_Work required_:
Check every line of the entries that follow, and copy the ones containing "white".

[Task material Boundary: Start]

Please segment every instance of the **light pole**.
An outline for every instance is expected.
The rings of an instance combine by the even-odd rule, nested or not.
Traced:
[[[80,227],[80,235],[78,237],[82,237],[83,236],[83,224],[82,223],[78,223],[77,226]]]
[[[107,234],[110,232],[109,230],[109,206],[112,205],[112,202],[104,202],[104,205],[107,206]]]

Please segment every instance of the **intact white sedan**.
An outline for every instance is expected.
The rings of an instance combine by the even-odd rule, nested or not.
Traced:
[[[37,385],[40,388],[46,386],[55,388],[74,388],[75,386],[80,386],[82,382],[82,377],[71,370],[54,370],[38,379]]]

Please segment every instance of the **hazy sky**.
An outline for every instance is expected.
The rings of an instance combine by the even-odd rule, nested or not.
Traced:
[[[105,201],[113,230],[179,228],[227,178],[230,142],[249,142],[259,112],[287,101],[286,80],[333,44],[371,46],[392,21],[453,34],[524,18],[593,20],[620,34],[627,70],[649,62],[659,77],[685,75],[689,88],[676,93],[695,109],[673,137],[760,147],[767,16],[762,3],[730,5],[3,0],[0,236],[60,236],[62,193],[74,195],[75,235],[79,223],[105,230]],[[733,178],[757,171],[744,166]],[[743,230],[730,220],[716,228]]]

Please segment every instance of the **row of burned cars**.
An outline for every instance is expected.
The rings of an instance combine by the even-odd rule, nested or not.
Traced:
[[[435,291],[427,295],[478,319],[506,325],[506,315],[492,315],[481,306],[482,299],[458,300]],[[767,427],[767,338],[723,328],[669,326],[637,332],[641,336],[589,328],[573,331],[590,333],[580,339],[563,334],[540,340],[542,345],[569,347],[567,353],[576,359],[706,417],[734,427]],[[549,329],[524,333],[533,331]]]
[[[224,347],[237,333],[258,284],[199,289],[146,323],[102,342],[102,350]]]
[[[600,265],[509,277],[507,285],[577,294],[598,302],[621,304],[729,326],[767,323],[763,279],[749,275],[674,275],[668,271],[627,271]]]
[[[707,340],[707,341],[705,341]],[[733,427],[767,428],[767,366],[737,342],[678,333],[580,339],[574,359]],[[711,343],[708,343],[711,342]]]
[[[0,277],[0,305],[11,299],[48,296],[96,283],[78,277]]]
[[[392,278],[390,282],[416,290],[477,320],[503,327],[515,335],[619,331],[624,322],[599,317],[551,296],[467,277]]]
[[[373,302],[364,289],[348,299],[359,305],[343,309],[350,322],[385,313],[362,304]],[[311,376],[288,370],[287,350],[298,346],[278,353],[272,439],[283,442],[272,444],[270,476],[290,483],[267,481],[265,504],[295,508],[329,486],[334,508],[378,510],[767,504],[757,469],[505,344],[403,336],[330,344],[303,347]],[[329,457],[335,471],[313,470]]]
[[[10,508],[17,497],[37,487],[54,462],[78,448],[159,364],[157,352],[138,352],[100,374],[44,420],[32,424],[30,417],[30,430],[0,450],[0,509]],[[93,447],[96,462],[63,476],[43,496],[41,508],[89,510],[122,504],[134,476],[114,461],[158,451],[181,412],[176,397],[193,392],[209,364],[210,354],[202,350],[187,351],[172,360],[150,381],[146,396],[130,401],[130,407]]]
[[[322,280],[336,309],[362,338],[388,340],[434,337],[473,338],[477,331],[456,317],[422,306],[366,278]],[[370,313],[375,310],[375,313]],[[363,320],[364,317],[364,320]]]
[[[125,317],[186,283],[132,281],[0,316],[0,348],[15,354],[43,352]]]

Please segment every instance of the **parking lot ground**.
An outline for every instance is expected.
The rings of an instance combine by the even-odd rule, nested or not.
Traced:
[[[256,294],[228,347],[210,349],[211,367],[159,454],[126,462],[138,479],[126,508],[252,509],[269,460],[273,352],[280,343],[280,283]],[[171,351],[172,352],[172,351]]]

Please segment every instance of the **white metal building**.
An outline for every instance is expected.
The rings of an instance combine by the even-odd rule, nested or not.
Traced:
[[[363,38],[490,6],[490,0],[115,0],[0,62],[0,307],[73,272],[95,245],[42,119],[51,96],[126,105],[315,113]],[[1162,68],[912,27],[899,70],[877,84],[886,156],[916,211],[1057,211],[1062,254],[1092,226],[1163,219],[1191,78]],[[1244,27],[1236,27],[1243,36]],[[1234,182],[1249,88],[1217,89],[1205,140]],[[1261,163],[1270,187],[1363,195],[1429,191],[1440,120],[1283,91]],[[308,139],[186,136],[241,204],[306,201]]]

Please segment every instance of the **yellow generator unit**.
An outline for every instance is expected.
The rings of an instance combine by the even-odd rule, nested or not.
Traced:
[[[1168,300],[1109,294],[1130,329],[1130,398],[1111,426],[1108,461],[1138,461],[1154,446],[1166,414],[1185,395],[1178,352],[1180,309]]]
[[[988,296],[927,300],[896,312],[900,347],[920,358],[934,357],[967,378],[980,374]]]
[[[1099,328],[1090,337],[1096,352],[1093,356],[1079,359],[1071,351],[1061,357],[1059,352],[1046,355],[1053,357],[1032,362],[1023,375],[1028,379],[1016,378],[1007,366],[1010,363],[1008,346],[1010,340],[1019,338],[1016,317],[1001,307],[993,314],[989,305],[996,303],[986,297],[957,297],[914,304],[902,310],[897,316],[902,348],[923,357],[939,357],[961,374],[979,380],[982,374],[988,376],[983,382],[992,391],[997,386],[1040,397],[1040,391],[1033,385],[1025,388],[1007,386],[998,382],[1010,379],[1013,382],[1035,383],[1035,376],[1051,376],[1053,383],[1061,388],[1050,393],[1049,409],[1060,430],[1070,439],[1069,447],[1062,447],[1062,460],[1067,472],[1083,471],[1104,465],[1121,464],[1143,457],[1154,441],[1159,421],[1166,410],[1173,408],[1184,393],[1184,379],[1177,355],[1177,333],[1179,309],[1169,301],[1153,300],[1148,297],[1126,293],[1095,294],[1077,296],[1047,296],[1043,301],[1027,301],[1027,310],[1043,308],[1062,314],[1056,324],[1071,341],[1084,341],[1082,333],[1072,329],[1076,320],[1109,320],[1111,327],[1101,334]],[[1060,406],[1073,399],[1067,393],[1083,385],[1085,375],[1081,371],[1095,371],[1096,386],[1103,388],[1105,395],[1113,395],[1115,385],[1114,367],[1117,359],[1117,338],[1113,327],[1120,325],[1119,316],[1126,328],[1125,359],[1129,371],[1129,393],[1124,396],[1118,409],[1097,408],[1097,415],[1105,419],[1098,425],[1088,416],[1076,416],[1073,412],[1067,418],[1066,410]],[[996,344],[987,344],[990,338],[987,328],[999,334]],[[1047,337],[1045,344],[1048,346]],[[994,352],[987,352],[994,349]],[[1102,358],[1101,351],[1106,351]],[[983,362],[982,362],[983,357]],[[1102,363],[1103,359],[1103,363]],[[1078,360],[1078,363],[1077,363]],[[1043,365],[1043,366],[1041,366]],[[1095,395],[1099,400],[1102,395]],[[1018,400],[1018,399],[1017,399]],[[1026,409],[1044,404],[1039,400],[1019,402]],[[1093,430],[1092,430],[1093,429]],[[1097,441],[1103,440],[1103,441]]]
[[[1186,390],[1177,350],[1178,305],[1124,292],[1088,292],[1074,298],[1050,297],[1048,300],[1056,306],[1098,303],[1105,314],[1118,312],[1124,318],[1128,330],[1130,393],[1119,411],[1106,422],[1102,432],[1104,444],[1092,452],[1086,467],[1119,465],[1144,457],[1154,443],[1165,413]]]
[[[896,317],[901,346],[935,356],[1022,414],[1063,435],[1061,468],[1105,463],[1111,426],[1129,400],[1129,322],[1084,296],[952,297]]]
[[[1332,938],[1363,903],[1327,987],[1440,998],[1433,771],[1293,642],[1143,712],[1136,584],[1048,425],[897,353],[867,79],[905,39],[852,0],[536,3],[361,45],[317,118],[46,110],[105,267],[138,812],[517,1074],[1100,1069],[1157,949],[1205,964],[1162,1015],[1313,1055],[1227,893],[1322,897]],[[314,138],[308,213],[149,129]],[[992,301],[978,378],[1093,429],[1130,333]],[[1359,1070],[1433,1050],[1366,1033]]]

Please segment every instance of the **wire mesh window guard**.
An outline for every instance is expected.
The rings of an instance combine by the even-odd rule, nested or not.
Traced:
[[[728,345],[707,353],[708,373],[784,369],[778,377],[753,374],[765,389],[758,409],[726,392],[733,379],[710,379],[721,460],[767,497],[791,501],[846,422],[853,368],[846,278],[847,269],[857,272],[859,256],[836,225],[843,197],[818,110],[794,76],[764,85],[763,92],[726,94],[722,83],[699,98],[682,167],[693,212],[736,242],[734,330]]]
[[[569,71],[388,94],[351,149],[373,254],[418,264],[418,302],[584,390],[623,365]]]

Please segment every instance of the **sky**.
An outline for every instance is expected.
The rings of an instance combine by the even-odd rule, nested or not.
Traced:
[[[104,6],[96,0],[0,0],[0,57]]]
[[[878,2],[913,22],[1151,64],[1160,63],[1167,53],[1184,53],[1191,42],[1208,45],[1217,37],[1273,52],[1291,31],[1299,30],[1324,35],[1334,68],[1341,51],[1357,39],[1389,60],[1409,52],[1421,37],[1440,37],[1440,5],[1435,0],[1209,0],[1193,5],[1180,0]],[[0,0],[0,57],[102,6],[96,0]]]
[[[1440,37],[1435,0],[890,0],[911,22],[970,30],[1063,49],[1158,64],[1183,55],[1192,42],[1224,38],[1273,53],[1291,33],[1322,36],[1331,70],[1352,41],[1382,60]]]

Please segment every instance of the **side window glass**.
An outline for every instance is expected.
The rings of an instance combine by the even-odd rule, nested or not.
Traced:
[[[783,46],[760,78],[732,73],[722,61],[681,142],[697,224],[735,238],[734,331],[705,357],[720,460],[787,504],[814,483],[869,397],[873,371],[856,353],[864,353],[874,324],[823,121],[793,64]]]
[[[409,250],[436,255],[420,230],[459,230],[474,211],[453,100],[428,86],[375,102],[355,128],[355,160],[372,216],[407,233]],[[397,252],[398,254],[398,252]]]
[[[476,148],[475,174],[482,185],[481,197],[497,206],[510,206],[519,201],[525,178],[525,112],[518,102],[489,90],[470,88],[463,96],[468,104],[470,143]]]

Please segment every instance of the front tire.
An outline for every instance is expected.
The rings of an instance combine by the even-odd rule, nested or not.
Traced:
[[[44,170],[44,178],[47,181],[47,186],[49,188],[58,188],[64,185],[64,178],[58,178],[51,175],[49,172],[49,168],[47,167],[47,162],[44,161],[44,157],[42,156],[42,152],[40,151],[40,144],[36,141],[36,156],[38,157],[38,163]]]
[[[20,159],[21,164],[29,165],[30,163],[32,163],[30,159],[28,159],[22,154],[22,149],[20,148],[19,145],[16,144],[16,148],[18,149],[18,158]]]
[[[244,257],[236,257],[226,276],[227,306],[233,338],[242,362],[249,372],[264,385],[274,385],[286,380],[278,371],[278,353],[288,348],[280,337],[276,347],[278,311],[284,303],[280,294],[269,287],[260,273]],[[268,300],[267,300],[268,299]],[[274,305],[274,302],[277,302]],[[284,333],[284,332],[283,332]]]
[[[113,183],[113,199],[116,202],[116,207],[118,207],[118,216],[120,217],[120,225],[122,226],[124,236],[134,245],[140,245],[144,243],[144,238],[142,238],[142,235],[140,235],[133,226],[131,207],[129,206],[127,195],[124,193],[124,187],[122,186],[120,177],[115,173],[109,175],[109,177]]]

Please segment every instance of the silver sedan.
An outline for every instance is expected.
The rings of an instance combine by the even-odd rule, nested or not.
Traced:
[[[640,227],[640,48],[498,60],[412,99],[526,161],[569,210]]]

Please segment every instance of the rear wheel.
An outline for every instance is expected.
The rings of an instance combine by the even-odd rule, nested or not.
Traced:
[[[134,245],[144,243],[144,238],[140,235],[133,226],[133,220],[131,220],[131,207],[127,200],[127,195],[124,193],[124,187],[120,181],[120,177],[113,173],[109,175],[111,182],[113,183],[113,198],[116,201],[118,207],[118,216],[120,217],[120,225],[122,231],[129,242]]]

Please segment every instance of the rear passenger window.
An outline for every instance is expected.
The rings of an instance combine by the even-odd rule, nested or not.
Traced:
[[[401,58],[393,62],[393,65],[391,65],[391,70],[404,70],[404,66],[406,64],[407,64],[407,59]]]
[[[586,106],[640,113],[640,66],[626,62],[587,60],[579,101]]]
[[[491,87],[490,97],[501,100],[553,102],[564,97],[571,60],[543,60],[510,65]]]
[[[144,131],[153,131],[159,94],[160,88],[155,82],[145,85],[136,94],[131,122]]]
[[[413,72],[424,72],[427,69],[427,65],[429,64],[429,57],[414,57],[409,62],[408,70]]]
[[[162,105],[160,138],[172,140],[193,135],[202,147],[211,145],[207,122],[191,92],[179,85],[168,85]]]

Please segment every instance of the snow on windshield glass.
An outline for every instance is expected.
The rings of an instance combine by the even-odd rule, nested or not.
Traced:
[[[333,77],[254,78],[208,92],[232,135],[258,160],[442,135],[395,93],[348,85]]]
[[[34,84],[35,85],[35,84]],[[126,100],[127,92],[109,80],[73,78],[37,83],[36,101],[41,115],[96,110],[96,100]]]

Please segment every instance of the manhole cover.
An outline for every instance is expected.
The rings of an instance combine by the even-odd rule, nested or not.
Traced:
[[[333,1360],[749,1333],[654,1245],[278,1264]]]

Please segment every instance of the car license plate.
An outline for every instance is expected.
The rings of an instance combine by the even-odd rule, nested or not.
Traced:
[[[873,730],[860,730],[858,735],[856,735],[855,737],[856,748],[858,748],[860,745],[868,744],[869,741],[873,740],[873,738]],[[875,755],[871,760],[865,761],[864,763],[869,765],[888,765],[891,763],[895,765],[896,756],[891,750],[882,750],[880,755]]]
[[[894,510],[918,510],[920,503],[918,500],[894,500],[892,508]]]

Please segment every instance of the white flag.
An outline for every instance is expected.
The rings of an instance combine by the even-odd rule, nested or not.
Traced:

[Task material Boundary: End]

_Response to the task_:
Please segment every instance of the **intact white sedan**.
Please segment every instance of the **white metal building**.
Please segment every instance of the white flag.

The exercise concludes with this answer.